▶ **WRITTEN REQUEST**:
Every record should be repeated exactly, except that pictures are left out.

▶ **GIVEN ENTRIES**:
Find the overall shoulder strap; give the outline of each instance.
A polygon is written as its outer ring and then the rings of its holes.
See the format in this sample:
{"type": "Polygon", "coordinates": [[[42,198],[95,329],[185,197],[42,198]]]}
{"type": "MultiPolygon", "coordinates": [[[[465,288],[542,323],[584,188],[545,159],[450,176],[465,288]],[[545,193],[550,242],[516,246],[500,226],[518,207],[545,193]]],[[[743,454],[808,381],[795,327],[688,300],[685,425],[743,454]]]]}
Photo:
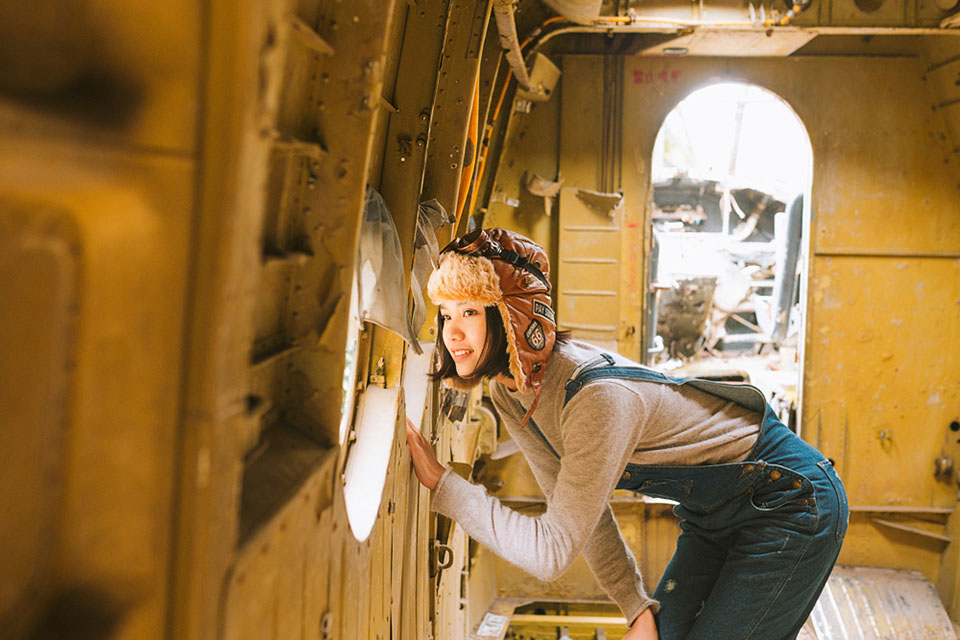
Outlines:
{"type": "Polygon", "coordinates": [[[641,380],[644,382],[660,382],[663,384],[683,384],[686,382],[684,378],[671,378],[659,371],[641,365],[617,366],[613,356],[608,353],[603,353],[592,360],[584,362],[573,370],[570,379],[567,380],[563,386],[567,392],[563,399],[563,406],[567,406],[567,403],[583,388],[583,385],[602,378],[641,380]]]}

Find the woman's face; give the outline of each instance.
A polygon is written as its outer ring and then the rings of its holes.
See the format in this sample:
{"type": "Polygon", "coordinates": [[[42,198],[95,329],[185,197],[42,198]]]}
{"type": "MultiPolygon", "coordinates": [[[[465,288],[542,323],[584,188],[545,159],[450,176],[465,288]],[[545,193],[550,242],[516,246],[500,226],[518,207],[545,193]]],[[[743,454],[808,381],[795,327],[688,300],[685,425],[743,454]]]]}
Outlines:
{"type": "Polygon", "coordinates": [[[487,341],[487,314],[482,304],[440,301],[443,346],[457,367],[457,375],[470,377],[480,363],[487,341]]]}

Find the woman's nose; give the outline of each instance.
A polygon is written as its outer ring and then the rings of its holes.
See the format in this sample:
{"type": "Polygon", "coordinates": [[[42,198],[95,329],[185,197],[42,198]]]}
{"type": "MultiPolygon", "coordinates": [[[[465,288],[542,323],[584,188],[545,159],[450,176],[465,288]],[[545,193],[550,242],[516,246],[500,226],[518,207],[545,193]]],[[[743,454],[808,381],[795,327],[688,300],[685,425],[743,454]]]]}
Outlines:
{"type": "Polygon", "coordinates": [[[463,337],[463,329],[460,328],[460,325],[455,320],[448,320],[444,328],[447,330],[447,335],[450,338],[459,339],[463,337]]]}

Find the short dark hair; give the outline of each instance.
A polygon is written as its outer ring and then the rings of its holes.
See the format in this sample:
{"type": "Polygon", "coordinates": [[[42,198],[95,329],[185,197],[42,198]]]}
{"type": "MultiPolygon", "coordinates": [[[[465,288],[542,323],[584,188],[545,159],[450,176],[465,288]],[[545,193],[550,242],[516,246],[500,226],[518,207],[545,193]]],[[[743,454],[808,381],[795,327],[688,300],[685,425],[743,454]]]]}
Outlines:
{"type": "MultiPolygon", "coordinates": [[[[495,378],[501,373],[512,377],[510,373],[510,353],[507,351],[507,332],[503,327],[500,310],[492,305],[484,307],[483,310],[487,317],[487,339],[483,344],[483,352],[480,354],[477,368],[468,378],[463,378],[457,374],[457,365],[443,344],[443,314],[437,310],[437,348],[440,353],[440,366],[436,372],[430,374],[432,380],[454,378],[461,386],[474,386],[485,377],[495,378]]],[[[556,335],[557,339],[554,347],[567,342],[570,338],[569,331],[557,331],[556,335]]]]}

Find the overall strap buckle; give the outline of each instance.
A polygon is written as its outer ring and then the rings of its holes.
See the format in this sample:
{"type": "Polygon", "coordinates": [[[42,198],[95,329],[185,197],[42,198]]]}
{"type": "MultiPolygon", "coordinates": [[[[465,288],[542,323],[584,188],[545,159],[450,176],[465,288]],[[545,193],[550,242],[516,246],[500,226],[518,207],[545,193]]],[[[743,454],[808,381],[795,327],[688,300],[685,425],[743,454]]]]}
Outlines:
{"type": "Polygon", "coordinates": [[[580,376],[588,371],[592,371],[600,366],[612,366],[615,360],[613,356],[609,353],[601,353],[596,358],[587,360],[584,363],[581,363],[576,369],[573,370],[573,373],[570,374],[570,379],[567,380],[566,384],[563,385],[563,388],[567,391],[567,396],[563,401],[563,405],[566,406],[570,399],[583,388],[583,381],[579,380],[580,376]]]}

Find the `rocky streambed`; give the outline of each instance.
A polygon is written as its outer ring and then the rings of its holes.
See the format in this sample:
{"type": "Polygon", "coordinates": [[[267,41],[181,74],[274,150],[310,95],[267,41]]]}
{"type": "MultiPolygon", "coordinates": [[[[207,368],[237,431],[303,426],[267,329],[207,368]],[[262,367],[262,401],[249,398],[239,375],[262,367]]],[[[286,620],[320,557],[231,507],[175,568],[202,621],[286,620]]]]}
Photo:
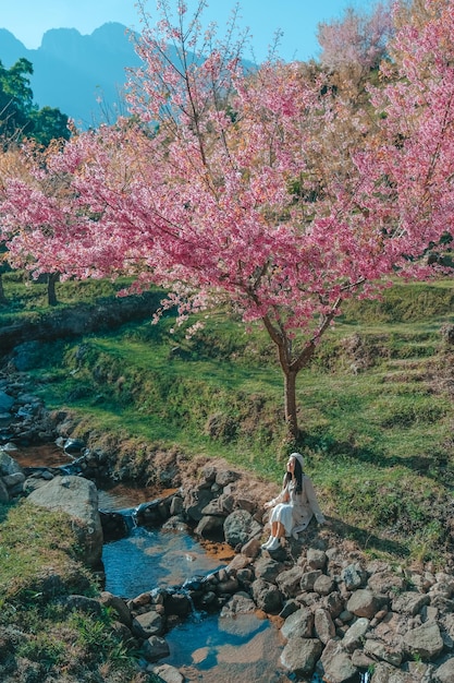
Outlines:
{"type": "MultiPolygon", "coordinates": [[[[48,412],[30,387],[21,373],[5,373],[0,382],[0,499],[27,495],[37,505],[58,503],[77,518],[87,562],[99,571],[105,538],[127,531],[124,515],[99,511],[97,486],[137,471],[128,469],[119,444],[107,446],[99,435],[73,439],[76,421],[64,411],[48,412]],[[14,459],[21,443],[52,440],[73,451],[69,469],[29,472],[14,459]]],[[[222,542],[232,554],[223,568],[182,586],[128,597],[109,591],[97,599],[71,597],[94,614],[100,604],[111,607],[119,632],[139,649],[145,669],[162,680],[184,680],[184,672],[160,662],[169,651],[168,634],[195,608],[232,619],[260,613],[272,620],[283,643],[277,666],[293,680],[454,681],[451,567],[416,571],[370,561],[330,525],[311,524],[300,539],[262,551],[268,531],[262,504],[275,490],[220,460],[151,452],[140,477],[172,492],[139,505],[137,524],[186,528],[206,542],[222,542]]]]}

▶ **RESPONSE**:
Find the overall shoulder strap; give the outline of each instance.
A polygon is written as its outer ring and then the rings of its holes.
See the format in this sample:
{"type": "Polygon", "coordinates": [[[42,198],[95,329],[185,197],[42,198]]]}
{"type": "MultiPolygon", "coordinates": [[[[465,288],[542,323],[584,188],[545,159],[450,176],[465,288]],[[545,193],[550,242],[516,246],[500,226],[518,207],[545,193]]],[[[743,454],[808,381],[795,327],[688,300],[685,425],[743,454]]]]}
Photo:
Outlines:
{"type": "Polygon", "coordinates": [[[641,380],[644,382],[660,382],[663,384],[683,384],[686,382],[684,378],[671,378],[659,371],[641,365],[617,366],[613,356],[608,353],[603,353],[592,360],[584,362],[573,370],[570,379],[567,380],[563,386],[567,392],[563,399],[563,406],[567,406],[567,403],[583,388],[583,385],[602,378],[641,380]]]}

Find the woman's face; give the outline of each instance.
A polygon is written as its outer ring and then the rings of its holes.
See the format in this sample:
{"type": "Polygon", "coordinates": [[[42,198],[95,329],[185,197],[42,198]]]}
{"type": "MultiPolygon", "coordinates": [[[[465,288],[542,323],[584,188],[545,159],[450,176],[465,288]],[[545,193],[550,242],[516,246],[500,226],[518,207],[545,193]]],[[[743,454],[808,381],[795,327],[688,300],[685,425],[743,454]]]]}
Outlines:
{"type": "Polygon", "coordinates": [[[487,341],[487,314],[482,304],[440,301],[443,346],[457,367],[457,375],[470,377],[480,363],[487,341]]]}

Find the woman's nose; give the outline of each instance.
A polygon is written as its outer ring and then the rings of its holes.
See the format in this sample:
{"type": "Polygon", "coordinates": [[[42,198],[95,329],[185,197],[42,198]]]}
{"type": "MultiPolygon", "coordinates": [[[[465,288],[542,323],[584,188],[545,159],[450,176],[465,288]],[[545,193],[550,242],[516,246],[500,226],[518,207],[545,193]]],[[[743,454],[808,381],[795,327],[688,300],[685,425],[743,454]]]]}
Outlines:
{"type": "Polygon", "coordinates": [[[463,337],[463,329],[460,328],[460,325],[455,320],[448,320],[444,328],[447,330],[447,335],[450,338],[459,339],[463,337]]]}

Find the short dark hair; give the outline of each instance.
A polygon is written as its outer ring and then the rings of its holes.
See the format in this sample:
{"type": "Polygon", "coordinates": [[[42,198],[95,329],[185,197],[42,198]]]}
{"type": "MultiPolygon", "coordinates": [[[[465,288],[542,323],[584,188],[545,159],[450,176],[465,288]],[[545,193],[550,242],[516,246],[500,226],[518,207],[545,193]]],[[[743,454],[808,381],[795,327],[688,300],[685,425],[743,454]]]]}
Outlines:
{"type": "MultiPolygon", "coordinates": [[[[495,378],[501,373],[512,377],[510,373],[510,353],[507,351],[507,332],[503,327],[500,310],[492,305],[484,307],[483,310],[487,317],[487,339],[483,344],[483,352],[480,354],[477,368],[468,378],[463,378],[457,374],[457,365],[443,344],[443,314],[437,310],[437,348],[440,353],[440,366],[436,372],[430,374],[432,380],[454,378],[461,386],[474,386],[485,377],[495,378]]],[[[556,335],[557,339],[554,347],[567,342],[570,338],[569,331],[557,331],[556,335]]]]}

Find the overall strap buckle; give the outline of each instance.
A polygon is written as its outer ring and then the rings of its holes.
See the format in this sample:
{"type": "Polygon", "coordinates": [[[42,198],[95,329],[185,197],[42,198]]]}
{"type": "MultiPolygon", "coordinates": [[[[465,288],[542,323],[584,188],[545,159],[450,176],[465,288]],[[545,193],[550,242],[516,246],[500,226],[518,207],[545,193]]],[[[743,454],[808,381],[795,327],[688,300],[685,425],[743,454]]]]}
Outlines:
{"type": "Polygon", "coordinates": [[[580,376],[588,371],[592,371],[600,366],[612,366],[615,360],[613,356],[609,353],[601,353],[596,358],[587,360],[584,363],[581,363],[576,369],[573,370],[573,373],[570,374],[570,379],[567,380],[566,384],[563,385],[563,388],[567,391],[567,396],[563,401],[563,405],[566,406],[570,399],[583,388],[583,381],[579,380],[580,376]]]}

Find the `rocky streambed`; give the outline of each instance.
A polygon is written as its outer ring and then the rings of its holes.
See the format in this sample:
{"type": "Polygon", "coordinates": [[[267,41],[181,74],[274,150],[310,95],[267,41]]]}
{"type": "MultiPolygon", "coordinates": [[[[207,368],[237,431],[303,426],[267,329],[207,368]],[[262,367],[262,401],[249,398],[239,375],[262,367]]],[[[286,620],[320,557],[231,507],[175,568],[202,621],[286,620]]]]}
Photo:
Outlines:
{"type": "MultiPolygon", "coordinates": [[[[48,412],[30,387],[21,373],[5,373],[0,382],[0,499],[27,495],[37,505],[58,503],[77,518],[87,562],[99,571],[105,538],[127,531],[124,515],[99,511],[97,486],[137,471],[128,469],[119,444],[107,446],[99,435],[73,439],[76,421],[64,411],[48,412]],[[14,459],[21,443],[52,440],[73,451],[69,469],[29,472],[14,459]]],[[[222,542],[232,554],[223,568],[182,586],[128,597],[109,591],[97,599],[71,597],[94,614],[100,604],[111,607],[119,632],[139,649],[145,669],[162,680],[184,680],[184,672],[160,662],[169,651],[168,634],[195,608],[232,619],[260,613],[272,620],[283,643],[277,666],[293,680],[454,681],[451,567],[416,571],[370,561],[330,525],[311,524],[300,539],[262,551],[268,531],[262,504],[275,490],[220,460],[151,452],[140,477],[172,492],[139,505],[137,524],[186,528],[206,542],[222,542]]]]}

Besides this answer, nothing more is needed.